> **EXERCISE OBJECTIVE**
Copy out verbatim the lines of the records between the line holding "Task: annotate each instance of the horizon" and the line holding "x=335 y=222", inclusive.

=======

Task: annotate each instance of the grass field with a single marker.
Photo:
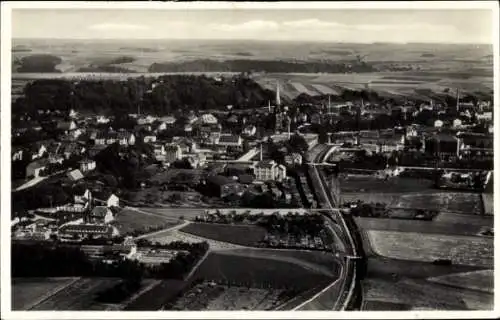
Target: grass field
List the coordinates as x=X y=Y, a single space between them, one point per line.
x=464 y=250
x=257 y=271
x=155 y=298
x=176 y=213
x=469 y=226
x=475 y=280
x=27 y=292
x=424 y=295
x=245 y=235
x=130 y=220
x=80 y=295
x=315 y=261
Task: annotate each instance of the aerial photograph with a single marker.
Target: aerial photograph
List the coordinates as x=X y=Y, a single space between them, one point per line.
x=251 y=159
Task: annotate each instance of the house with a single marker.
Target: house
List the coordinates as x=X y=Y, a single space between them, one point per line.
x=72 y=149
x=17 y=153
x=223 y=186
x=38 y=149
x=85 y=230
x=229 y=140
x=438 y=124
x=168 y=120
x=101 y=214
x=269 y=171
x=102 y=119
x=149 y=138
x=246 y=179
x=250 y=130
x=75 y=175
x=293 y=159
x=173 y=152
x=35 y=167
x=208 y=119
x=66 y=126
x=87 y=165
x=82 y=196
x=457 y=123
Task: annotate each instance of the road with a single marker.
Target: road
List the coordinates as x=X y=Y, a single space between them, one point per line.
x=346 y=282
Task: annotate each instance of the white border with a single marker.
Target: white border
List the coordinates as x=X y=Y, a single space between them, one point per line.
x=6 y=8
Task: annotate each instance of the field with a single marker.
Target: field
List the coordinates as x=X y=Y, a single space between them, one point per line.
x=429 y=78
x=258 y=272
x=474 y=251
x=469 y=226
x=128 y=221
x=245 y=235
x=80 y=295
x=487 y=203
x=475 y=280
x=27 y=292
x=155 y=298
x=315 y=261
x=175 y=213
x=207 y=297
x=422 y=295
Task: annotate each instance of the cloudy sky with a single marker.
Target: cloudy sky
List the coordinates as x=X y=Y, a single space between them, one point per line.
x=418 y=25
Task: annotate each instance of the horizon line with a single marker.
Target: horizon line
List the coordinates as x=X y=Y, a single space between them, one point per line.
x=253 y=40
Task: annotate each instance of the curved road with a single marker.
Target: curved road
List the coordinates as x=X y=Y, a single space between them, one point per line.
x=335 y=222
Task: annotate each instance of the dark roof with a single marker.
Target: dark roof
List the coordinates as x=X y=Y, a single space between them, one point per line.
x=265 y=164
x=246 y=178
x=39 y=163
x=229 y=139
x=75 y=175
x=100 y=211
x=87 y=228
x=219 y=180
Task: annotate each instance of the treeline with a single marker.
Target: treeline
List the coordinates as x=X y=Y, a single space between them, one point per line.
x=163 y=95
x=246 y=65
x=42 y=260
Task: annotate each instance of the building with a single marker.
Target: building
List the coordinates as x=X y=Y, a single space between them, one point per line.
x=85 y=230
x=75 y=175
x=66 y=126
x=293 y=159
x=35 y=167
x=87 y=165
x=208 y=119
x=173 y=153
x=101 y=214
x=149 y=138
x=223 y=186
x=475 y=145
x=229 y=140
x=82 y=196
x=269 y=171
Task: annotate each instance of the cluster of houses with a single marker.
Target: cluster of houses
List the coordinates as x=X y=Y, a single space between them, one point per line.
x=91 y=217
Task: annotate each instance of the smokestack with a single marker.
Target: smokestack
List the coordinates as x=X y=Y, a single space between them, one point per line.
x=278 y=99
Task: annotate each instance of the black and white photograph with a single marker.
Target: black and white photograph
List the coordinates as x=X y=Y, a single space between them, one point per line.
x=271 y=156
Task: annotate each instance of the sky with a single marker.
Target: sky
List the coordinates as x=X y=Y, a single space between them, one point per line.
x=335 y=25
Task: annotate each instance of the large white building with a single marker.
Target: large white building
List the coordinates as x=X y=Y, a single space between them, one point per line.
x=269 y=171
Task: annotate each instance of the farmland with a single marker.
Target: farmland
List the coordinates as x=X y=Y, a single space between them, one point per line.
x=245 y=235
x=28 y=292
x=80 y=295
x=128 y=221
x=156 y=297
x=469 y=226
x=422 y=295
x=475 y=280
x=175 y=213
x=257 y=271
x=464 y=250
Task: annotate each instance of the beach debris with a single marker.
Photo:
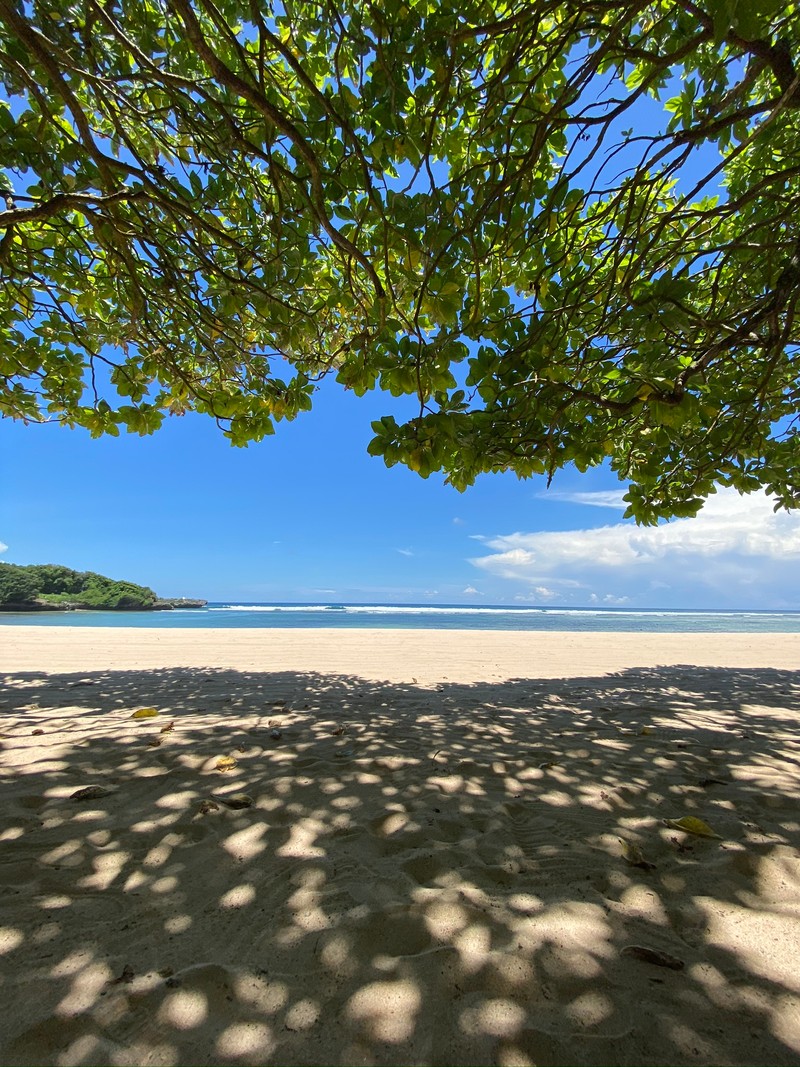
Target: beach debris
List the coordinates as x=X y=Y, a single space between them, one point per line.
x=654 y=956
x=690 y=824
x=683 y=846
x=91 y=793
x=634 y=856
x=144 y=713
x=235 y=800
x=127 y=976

=======

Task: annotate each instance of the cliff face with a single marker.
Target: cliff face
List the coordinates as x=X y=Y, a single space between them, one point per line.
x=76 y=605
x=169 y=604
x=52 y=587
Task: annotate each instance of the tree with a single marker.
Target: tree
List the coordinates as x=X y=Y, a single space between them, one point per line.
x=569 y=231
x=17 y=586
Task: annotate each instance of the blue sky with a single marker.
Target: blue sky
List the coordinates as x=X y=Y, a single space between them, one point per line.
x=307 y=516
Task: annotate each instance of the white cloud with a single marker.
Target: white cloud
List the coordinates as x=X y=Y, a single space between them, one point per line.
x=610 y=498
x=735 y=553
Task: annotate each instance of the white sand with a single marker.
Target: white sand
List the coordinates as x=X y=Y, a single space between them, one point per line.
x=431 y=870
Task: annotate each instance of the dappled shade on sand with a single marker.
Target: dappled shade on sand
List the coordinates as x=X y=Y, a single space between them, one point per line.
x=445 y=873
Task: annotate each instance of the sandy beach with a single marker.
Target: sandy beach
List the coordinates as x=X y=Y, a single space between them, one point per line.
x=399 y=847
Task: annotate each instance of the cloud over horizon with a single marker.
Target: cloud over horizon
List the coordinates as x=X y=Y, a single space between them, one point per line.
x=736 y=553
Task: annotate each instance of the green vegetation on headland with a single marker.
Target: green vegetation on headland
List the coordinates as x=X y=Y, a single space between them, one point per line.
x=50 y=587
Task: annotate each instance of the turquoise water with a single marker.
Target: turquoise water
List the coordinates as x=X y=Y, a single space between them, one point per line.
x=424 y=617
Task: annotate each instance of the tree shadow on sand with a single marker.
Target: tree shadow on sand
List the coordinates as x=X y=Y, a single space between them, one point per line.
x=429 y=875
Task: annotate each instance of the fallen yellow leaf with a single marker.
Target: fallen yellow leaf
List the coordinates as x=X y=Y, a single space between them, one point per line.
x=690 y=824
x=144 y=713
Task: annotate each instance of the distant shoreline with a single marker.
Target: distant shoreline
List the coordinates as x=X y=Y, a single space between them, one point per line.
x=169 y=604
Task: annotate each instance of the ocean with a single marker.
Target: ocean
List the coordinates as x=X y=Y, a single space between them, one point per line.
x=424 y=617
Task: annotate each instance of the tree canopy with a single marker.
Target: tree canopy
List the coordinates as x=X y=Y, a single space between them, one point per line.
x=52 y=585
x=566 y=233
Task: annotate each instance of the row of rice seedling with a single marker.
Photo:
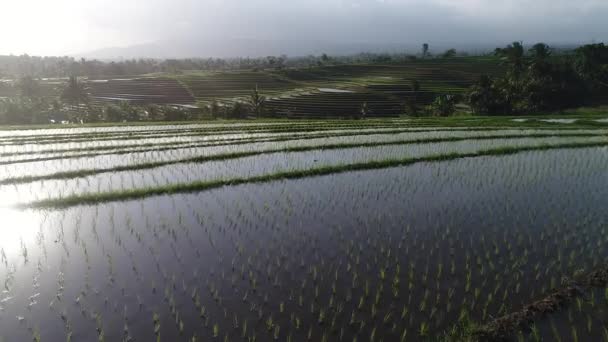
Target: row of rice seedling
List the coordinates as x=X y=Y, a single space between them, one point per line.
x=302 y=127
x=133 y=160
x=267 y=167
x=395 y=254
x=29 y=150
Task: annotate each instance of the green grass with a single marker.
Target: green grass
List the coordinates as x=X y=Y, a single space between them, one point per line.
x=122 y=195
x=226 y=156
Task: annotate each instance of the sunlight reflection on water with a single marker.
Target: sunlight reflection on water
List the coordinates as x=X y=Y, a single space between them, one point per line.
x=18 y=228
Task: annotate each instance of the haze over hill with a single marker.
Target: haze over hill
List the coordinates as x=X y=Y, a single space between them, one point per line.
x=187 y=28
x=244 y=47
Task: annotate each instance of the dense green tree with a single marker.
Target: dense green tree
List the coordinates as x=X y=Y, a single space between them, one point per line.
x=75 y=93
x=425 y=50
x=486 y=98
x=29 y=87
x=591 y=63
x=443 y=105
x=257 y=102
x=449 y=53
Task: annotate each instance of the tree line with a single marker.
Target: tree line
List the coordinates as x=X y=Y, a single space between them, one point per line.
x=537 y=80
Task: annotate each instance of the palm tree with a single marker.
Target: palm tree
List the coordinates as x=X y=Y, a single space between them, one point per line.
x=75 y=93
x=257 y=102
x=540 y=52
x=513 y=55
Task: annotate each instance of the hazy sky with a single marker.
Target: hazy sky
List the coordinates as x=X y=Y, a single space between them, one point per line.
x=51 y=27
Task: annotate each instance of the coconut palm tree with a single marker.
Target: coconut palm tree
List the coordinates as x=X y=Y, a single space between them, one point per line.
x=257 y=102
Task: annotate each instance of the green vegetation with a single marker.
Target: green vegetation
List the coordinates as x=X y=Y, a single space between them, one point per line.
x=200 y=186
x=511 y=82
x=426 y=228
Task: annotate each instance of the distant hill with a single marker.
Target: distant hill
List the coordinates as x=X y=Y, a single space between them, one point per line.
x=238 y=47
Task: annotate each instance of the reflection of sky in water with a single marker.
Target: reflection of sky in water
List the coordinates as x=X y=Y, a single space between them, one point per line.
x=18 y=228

=======

> **WORKED SOLUTION**
Task: annotate each instance of the horizon line with a single marker.
Target: horizon line
List the coordinates as x=X y=Y, a single space between them, one point per line.
x=253 y=40
Task: annotate each instance of the curved road with a single marker.
Target: curved road
List the coordinates as x=X y=Y, a single space between them, one point per line.
x=335 y=222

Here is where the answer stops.